Answer these questions about the court opinion:
(a) What does the general rule say eviction by the lessor does to the rent?
(b) When a lease stipulates that it shall "determine and be utterly void," how is entry by the landlord regarded?
(c) What did the guarantors in this case agree the tenant should pay?

>> BEGIN PAGE

147 Ill. 634 | Ill. | 1893
delivered the opinion of the Court:
The main question, arising out of the assignment of errors as to the giving and refusal of instructions, has reference to the right of the lessor, or his executors, to recover for the rent which accrued after the lessor’s re-entry into the possession of the demised premises. The lease provides that, if the lessee shall fail to make any of the payments of rent, or to fulfill any of the covenants of the lease, it shall be lawful for the lessor to re-enter and take and hold possession “without such re-entry working a forfeiture of the rents to be paid * * * by the party of the second part * * * during the full term of this lease.” It is contended by appellants, that a re-entry by the landlord for the default of the tenant puts an end to the lease, and that no accruing or subsequent rent can be recovered after the determination of the lease. The general rule is that eviction by the lessor suspends the rent. “Acts by the landlord, in interference with the tenant’s possession, to constitute an eviction, must clearly indicate an intention on the part of the landlord that the tenant shall no longer continue to hold the premises.” Such acts relieve the tenant from the payment of rent accruing after his-possession ceases; but rent already accrued and overdue is not forfeited by the eviction. The rule, that eviction suspends the payment of rent, results from the meaning of the term, rent, and from the obligations of the relation between landlord and tenant. Bent is compensation for the use of land, and what the tenant pays rent for is quiet possession, or beneficial enjoyment. When, therefore, the use or possession ceases, the consideration for the payment ceases. (1 Taylor’s Land. and Ten.—8 ed.—sees. 377, 378; 2 Wood’s Land, and Ten.— 2 ed.—sec. 477, page 1096, note 3; 12 Am. & Eng. Enc. of Law, page 743; Morris v. Tillson, 81 Ill. 607; Hall v. Gould, 13 N. U. 127; Home Life Ins. Co. v. Sherman, 46 id. 370).
But in the cases where the rule has been laid down and enforced, it does not appear, that there was an express covenant or agreement on the part of the tenant, that he would be liable for the rents accruing up to the end of the term notwithstanding the re-entry of the landlord before the expiration of the term for default in the payment of rent. Such cases are distinguishable from the case at bar in that, here, the lease, which is signed by the tenant, and under the terms of which he entered into possession of the demised premises, provides that the re-entry by the landlord shall not work a forfeiture of the rents to be paid after such re-entry. In some of the cases referred to the lease contains a stipulation, that for any breach of covenant the lease shall “determine and be utterly void,” that is to say, void at the election of the lessor. Where there is such a stipulation in the lease, entry by the landlord will be regarded as an exercise of his option to determine the lease. (Jones v. Carter, 15 Mees. & Weis. 718; 1 Wood’s Land, and Ten.—2 ed.—sec. 226, pages 479, 480). Where the landlord elects to determine the term, he cannot have a recovery for subsequent rent. (Idem). But there is no provision in the present lease, that it shall determine and be void for failure to pay rent, or for a breach of any of the other covenants. On the contrary, the lease provides, in substance, that a re-entry and taking of possession by the landlord shall not have the effect of determining the lease, nor operate to present its continuing in force. No other meaning can be given to the words, “without such re-entry working a forfeiture of the rents to be paid * * * during the full term.” There is nothing illegal or improper in an agreement, that the obligation of the’ tenant to pay all the rent to the end of the term shall remain notwithstanding there has been a re-entry for default; and, if the parties choose to make such an agreement, we see no reason why it should not be held to be valid as against both the tenant and his sureties. The guarantors in this case agreed, that the tenant should pay all rents to be by him paid “according to the terms and conditions of said lease for and during the entire term thereof. ”

>> END PAGE
>> BEGIN STORED DATA

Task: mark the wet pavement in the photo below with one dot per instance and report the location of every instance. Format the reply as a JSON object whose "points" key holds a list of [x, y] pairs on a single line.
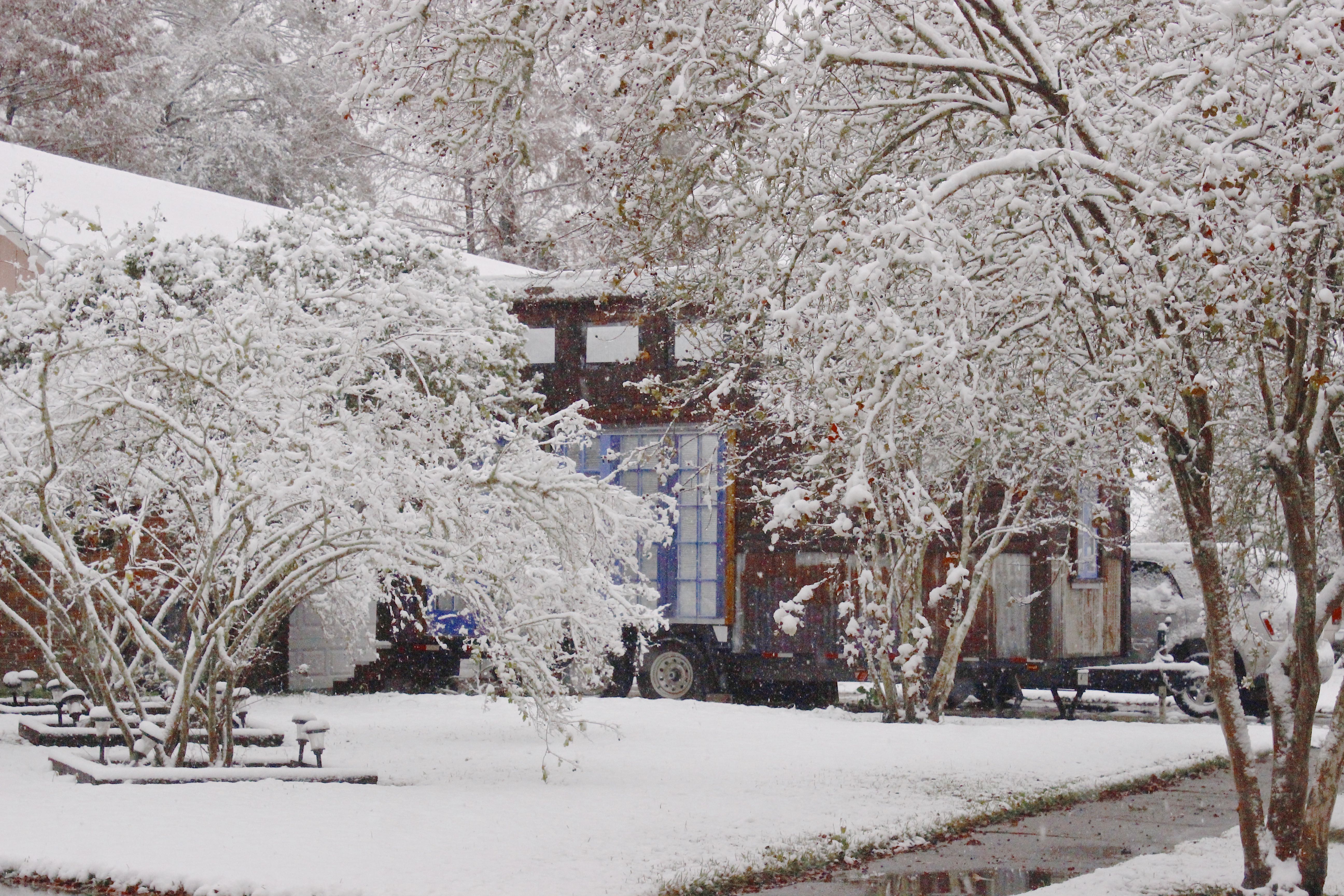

>> END STORED DATA

# FULL ANSWER
(a) It suspends the rent.
(b) It is regarded as an exercise of the landlord's option to determine the lease.
(c) All rents to be paid by the tenant "according to the terms and conditions of said lease for and during the entire term thereof."